» Task to carry out
Transcribe, without alteration, only the lines from the one containing "Target: excavator bucket" through the last line of the material, both ends included.
--
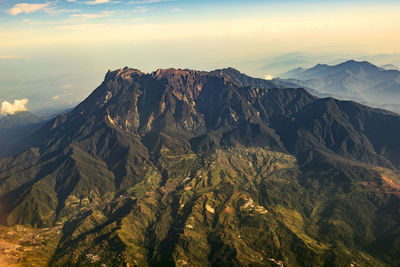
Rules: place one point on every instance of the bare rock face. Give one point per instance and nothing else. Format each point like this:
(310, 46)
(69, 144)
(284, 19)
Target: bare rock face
(180, 167)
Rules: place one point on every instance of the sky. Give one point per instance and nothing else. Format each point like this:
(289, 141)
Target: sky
(55, 52)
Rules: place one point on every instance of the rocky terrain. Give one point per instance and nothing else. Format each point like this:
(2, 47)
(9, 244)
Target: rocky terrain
(190, 168)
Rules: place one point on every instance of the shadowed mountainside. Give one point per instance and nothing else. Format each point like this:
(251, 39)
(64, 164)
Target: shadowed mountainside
(182, 167)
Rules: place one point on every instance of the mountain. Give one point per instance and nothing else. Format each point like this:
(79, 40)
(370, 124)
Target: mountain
(389, 67)
(358, 81)
(192, 168)
(15, 130)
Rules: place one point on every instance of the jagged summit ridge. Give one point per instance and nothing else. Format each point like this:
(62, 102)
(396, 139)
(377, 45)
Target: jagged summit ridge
(152, 167)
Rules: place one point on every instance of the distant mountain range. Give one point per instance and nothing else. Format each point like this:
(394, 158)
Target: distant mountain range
(18, 119)
(193, 168)
(359, 81)
(14, 131)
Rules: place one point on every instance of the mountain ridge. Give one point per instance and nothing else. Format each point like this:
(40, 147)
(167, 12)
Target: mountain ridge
(150, 165)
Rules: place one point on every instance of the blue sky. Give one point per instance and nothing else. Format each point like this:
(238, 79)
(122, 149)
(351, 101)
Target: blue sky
(55, 52)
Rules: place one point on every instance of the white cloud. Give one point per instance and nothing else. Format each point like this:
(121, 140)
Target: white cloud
(92, 16)
(17, 106)
(26, 8)
(96, 2)
(9, 57)
(268, 77)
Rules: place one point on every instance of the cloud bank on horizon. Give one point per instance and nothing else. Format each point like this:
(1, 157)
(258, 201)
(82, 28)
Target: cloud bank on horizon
(8, 108)
(48, 43)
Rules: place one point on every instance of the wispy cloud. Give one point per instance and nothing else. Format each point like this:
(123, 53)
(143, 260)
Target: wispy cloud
(140, 10)
(17, 106)
(9, 57)
(27, 8)
(92, 16)
(96, 2)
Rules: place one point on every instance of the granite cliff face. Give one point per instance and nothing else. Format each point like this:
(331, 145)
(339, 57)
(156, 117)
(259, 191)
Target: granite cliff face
(183, 167)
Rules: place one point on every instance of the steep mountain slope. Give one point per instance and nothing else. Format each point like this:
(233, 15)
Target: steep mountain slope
(359, 81)
(182, 167)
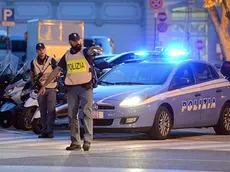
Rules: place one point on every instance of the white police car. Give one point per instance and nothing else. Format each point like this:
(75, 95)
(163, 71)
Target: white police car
(154, 96)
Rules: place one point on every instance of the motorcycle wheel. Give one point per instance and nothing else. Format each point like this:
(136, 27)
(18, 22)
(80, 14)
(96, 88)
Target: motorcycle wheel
(6, 119)
(36, 126)
(26, 117)
(16, 123)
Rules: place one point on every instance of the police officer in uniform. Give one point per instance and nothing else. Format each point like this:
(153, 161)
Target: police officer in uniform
(78, 80)
(44, 65)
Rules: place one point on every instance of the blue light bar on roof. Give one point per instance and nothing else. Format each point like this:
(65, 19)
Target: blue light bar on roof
(141, 53)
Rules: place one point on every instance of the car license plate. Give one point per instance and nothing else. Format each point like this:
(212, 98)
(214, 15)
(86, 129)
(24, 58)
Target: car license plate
(98, 115)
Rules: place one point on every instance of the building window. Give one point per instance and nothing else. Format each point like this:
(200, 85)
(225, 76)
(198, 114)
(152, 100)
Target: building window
(182, 13)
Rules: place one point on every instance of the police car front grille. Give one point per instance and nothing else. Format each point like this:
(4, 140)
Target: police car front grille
(101, 122)
(104, 107)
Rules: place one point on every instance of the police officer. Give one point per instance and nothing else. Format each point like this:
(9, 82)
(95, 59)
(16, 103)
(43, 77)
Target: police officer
(43, 64)
(78, 80)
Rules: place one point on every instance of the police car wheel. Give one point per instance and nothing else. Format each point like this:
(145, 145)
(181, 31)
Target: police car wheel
(6, 120)
(162, 124)
(223, 126)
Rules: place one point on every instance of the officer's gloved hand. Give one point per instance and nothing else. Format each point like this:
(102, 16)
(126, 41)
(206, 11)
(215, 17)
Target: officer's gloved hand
(88, 86)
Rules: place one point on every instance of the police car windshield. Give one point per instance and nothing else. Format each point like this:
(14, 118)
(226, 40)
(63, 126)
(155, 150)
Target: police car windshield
(138, 74)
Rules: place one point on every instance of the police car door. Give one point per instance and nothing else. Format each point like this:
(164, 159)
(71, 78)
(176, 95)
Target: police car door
(208, 79)
(184, 97)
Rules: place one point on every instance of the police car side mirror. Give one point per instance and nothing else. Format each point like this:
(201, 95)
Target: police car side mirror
(179, 82)
(105, 71)
(225, 69)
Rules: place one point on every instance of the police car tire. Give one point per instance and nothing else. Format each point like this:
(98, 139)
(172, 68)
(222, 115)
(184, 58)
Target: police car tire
(154, 132)
(6, 120)
(220, 127)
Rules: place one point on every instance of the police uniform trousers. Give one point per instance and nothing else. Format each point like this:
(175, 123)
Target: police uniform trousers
(47, 104)
(78, 95)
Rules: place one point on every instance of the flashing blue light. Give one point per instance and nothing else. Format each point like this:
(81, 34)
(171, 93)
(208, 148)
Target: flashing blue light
(141, 53)
(175, 52)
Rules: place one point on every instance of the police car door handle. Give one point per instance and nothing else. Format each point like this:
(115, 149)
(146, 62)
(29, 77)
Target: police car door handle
(218, 90)
(197, 95)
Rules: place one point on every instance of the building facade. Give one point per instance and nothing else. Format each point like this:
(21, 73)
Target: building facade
(129, 23)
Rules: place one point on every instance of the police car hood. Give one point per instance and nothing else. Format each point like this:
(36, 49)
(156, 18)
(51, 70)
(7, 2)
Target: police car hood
(107, 94)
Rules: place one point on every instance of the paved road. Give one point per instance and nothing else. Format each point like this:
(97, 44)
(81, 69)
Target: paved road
(186, 150)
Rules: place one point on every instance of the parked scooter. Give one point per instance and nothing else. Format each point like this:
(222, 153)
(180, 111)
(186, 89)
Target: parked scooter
(11, 98)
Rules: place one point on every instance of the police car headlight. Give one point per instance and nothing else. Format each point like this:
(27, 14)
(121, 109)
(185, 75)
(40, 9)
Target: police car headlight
(131, 101)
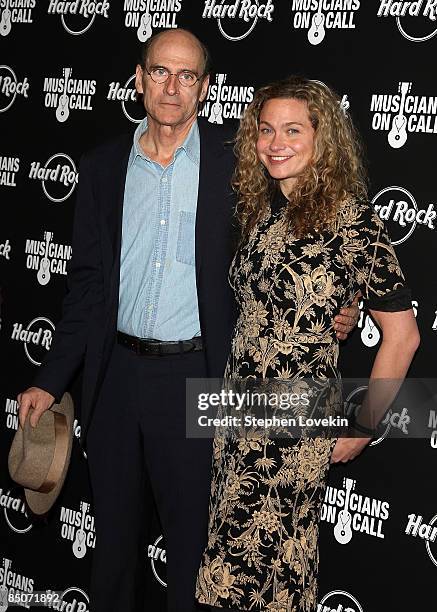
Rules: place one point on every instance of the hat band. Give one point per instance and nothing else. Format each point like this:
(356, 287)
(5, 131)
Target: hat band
(61, 446)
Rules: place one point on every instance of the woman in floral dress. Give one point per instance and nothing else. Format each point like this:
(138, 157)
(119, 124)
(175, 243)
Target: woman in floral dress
(309, 241)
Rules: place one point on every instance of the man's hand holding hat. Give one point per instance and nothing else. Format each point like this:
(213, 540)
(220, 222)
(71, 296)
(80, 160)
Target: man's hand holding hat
(35, 398)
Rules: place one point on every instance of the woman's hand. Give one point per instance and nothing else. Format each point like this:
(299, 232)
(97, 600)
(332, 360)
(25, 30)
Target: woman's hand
(347, 449)
(347, 319)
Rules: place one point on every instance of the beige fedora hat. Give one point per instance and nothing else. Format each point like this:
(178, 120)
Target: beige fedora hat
(39, 456)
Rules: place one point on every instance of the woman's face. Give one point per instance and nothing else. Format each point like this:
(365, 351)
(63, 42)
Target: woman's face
(285, 142)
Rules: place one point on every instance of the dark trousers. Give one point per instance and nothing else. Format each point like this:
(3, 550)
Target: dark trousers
(138, 435)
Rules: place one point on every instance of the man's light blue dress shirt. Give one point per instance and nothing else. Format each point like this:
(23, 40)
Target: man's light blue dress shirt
(158, 296)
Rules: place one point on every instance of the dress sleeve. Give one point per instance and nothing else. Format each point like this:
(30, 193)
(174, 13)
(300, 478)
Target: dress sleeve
(372, 260)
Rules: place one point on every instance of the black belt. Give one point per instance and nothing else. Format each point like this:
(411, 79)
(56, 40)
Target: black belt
(159, 348)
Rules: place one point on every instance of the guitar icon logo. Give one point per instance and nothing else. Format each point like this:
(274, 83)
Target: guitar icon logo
(44, 275)
(342, 529)
(62, 111)
(5, 22)
(4, 591)
(370, 333)
(79, 546)
(216, 112)
(316, 33)
(397, 136)
(145, 31)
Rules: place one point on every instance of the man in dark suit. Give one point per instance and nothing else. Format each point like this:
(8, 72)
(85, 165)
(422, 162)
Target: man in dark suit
(148, 306)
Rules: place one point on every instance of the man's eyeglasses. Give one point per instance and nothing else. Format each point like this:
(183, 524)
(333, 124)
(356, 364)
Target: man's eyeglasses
(185, 77)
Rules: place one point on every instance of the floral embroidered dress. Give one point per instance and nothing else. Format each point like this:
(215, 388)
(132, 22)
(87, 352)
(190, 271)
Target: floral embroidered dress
(266, 494)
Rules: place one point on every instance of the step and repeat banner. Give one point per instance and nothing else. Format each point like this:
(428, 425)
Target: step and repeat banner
(66, 84)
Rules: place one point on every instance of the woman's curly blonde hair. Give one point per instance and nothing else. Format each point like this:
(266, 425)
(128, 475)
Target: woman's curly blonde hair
(335, 174)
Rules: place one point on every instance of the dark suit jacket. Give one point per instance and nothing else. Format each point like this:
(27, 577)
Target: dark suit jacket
(87, 330)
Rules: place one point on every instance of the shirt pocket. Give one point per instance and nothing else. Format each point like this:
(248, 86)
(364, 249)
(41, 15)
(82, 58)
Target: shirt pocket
(185, 246)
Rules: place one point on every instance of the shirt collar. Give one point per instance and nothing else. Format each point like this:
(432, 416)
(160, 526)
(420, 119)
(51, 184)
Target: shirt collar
(191, 144)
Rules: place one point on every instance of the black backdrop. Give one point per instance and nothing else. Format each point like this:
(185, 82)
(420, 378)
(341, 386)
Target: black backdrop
(65, 85)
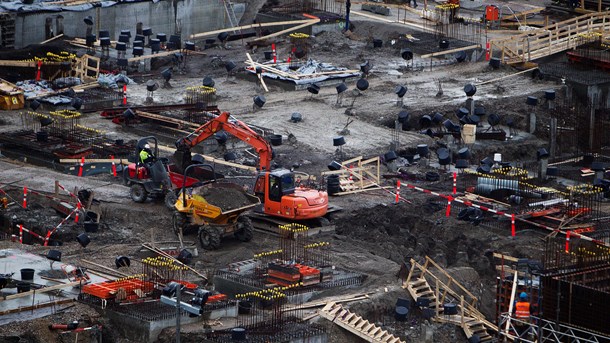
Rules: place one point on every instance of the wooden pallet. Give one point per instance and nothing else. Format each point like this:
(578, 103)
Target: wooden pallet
(87, 68)
(551, 39)
(357, 325)
(450, 291)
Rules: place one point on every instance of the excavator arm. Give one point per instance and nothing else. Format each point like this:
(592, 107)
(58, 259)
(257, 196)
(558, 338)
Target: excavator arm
(230, 125)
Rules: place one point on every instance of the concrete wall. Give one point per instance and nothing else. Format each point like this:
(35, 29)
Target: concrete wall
(191, 16)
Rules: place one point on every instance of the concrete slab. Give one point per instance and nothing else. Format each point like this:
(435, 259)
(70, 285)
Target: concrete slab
(12, 261)
(43, 180)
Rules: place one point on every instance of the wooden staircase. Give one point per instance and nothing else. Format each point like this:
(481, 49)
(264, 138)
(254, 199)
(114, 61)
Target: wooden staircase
(357, 325)
(554, 38)
(447, 290)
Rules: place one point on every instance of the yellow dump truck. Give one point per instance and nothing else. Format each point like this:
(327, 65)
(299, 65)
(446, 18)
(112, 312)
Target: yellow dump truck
(216, 210)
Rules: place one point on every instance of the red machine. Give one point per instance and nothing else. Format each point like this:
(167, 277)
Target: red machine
(160, 179)
(276, 189)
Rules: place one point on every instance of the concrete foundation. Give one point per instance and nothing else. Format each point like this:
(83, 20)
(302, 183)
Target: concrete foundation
(147, 331)
(185, 16)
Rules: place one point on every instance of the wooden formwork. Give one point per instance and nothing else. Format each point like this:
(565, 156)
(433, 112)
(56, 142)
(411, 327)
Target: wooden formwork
(551, 39)
(357, 174)
(87, 68)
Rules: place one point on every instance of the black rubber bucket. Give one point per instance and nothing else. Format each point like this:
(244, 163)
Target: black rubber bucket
(23, 287)
(245, 306)
(449, 309)
(27, 274)
(333, 185)
(406, 54)
(400, 91)
(338, 141)
(362, 84)
(238, 334)
(422, 150)
(334, 165)
(494, 62)
(42, 136)
(464, 153)
(444, 157)
(208, 82)
(275, 140)
(400, 313)
(423, 302)
(390, 156)
(531, 100)
(461, 164)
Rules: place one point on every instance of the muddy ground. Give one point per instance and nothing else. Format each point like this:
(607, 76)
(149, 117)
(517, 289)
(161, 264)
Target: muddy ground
(373, 236)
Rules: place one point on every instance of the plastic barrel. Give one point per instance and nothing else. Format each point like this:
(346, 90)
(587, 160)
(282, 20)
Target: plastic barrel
(390, 156)
(23, 287)
(275, 140)
(449, 309)
(400, 313)
(464, 153)
(27, 274)
(333, 185)
(494, 62)
(238, 334)
(422, 150)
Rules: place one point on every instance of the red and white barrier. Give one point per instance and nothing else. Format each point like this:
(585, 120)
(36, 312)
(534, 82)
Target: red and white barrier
(113, 166)
(397, 192)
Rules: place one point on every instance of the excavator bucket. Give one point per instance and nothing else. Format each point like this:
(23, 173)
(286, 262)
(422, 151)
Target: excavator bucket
(158, 172)
(182, 159)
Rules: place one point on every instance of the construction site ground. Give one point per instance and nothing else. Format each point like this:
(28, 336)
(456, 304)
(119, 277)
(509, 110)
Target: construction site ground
(372, 235)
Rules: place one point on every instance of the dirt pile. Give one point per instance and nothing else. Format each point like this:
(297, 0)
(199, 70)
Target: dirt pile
(227, 198)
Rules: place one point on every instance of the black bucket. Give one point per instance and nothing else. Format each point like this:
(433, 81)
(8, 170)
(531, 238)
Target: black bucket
(334, 165)
(27, 274)
(23, 287)
(390, 156)
(333, 185)
(275, 140)
(449, 309)
(461, 164)
(42, 136)
(338, 141)
(406, 54)
(464, 153)
(400, 314)
(238, 334)
(245, 306)
(531, 100)
(422, 150)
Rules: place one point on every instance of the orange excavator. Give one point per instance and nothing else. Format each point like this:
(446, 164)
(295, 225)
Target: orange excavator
(275, 188)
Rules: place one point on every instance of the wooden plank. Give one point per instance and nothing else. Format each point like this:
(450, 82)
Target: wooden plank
--
» Exercise result
Target: excavator bucket
(158, 172)
(182, 159)
Rules: place one point on every instance of the construction site ground. Give one point per instance and nothing else. Format each point like this:
(28, 336)
(456, 304)
(119, 277)
(509, 110)
Target: construction site ground
(372, 235)
Rules: place one point on every instance of the dirt pile. Give one point per instance and nothing else. Format each point like this:
(297, 0)
(199, 70)
Target: dirt pile
(227, 198)
Rules: place one point on every instance of the black bucket. Give one point per instance and nothing else. Format each point like this:
(433, 81)
(8, 170)
(531, 238)
Target: black bucket
(334, 165)
(27, 274)
(23, 287)
(390, 156)
(333, 185)
(275, 140)
(449, 309)
(461, 164)
(42, 136)
(338, 141)
(406, 54)
(464, 153)
(400, 314)
(238, 334)
(245, 306)
(531, 100)
(422, 150)
Rules: place one point on every instance of the orange excavator. Give one point per instance and nothing else. Format each point like this:
(446, 164)
(295, 225)
Target: orange excavator
(275, 188)
Rules: place one point on every instance of the wooden plank. Give one point per instance and nothing else. Format each point like this:
(450, 82)
Target: wooden plank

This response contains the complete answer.